> [Selection]
□ □ □ □ □
In the late 1970s Hammond re-joined fellow The Sound of Music alumnus Heather Menzies (who played Louisa von Trapp) for one episode of the TV adaptation of Logan's Run. He also contributed to The Sound of Music Family Scrapbook.

Spider-Man

From 1977 to 1979, Hammond played the role for which he is perhaps best known, as Peter Parker/Spider-Man in the television series The Amazing Spider-Man. Hammond described his approach to the character: "I liked the idea of taking a fantasy hero and making him believable as a person. I made it clear going into it that I wasn't interested in doing something that was just a camp joke."

The series aired sporadically on CBS, with 13 episodes airing over two seasons. A pilot movie appeared in the fall of 1977, with the series returning as a mid-season replacement for five episodes in the spring of 1978. While the show did well in the ratings, CBS was unwilling to commit to a regular timeslot due to its relatively weak showing in the lucrative adult demographic. The second season aired six episodes, each an hour long, in the fall of 1978 and winter of 1979, with a final two-hour episode in the summer of that year. Although Hammond played Peter Parker in the television series, in all of the scenes in which Spider-Man is seen performing stunts or without dialogue, a stunt double was filmed by a second camera unit.
□ □ □ □ □
> [Direction 1]
Translate this sentence from the Spider-Man selection into Spanish: "The series aired sporadically on CBS, with 13 episodes airing over two seasons."

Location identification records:
□ □ □ □ □
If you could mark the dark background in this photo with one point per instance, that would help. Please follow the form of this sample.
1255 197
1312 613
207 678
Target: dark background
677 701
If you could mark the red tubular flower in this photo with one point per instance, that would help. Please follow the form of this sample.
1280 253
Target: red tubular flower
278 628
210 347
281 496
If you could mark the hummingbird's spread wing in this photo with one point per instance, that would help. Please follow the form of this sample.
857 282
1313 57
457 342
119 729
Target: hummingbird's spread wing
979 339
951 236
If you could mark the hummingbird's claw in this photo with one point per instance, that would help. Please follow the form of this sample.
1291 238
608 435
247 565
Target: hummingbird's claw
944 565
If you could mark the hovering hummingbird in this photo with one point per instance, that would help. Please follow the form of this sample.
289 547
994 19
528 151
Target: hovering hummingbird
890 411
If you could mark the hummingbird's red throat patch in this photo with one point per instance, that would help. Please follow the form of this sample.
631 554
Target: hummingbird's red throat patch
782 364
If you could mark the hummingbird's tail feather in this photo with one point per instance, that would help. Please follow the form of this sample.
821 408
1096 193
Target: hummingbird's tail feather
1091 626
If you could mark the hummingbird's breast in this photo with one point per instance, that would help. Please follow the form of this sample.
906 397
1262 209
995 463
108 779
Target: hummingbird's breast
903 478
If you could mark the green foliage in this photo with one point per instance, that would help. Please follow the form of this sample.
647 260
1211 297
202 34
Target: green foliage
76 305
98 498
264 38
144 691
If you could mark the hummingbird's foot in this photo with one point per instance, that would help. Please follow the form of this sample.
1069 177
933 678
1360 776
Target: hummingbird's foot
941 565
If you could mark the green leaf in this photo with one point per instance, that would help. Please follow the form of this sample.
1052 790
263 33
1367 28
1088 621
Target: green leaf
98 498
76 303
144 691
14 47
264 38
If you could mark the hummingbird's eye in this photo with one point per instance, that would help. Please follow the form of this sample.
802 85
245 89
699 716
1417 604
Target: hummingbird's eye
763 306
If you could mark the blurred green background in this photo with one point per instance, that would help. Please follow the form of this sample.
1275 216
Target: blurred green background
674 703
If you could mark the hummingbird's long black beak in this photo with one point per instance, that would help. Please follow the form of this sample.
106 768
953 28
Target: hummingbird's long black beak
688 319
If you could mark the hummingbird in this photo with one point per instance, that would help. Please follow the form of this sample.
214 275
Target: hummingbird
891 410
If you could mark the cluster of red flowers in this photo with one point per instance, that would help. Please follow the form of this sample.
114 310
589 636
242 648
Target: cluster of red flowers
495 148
□ □ □ □ □
> [Direction 2]
Reproduce the records from the line containing "If you could mark the blurred" through the end of the records, both ends included and requests kept, shifting every answer coordinate by adding 97 to it.

> [Reply 1]
La serie se emitió de forma esporádica en CBS, con 13 episodios emitidos a lo largo de dos temporadas.

> [Reply 2]
If you could mark the blurred green background in this photo with one point per instance, that would help. Please follow the form of this sample.
1275 216
Target: blurred green background
771 800
If you could mark the hummingbird's long black beak in this photo with one point per instance, that would help. Please follow the form of this sample.
106 768
953 28
Target: hummingbird's long black beak
785 416
If you could mark the hummingbird in this photo with one point per instance, that would help. Please follow the form of this sample.
214 275
Target: hummingbird
988 507
If you could mark the cluster of red flowers in this photo with one point per instance, that would help. Please follow the form of this sample.
114 310
589 636
242 648
Target: cluster of red flowers
592 245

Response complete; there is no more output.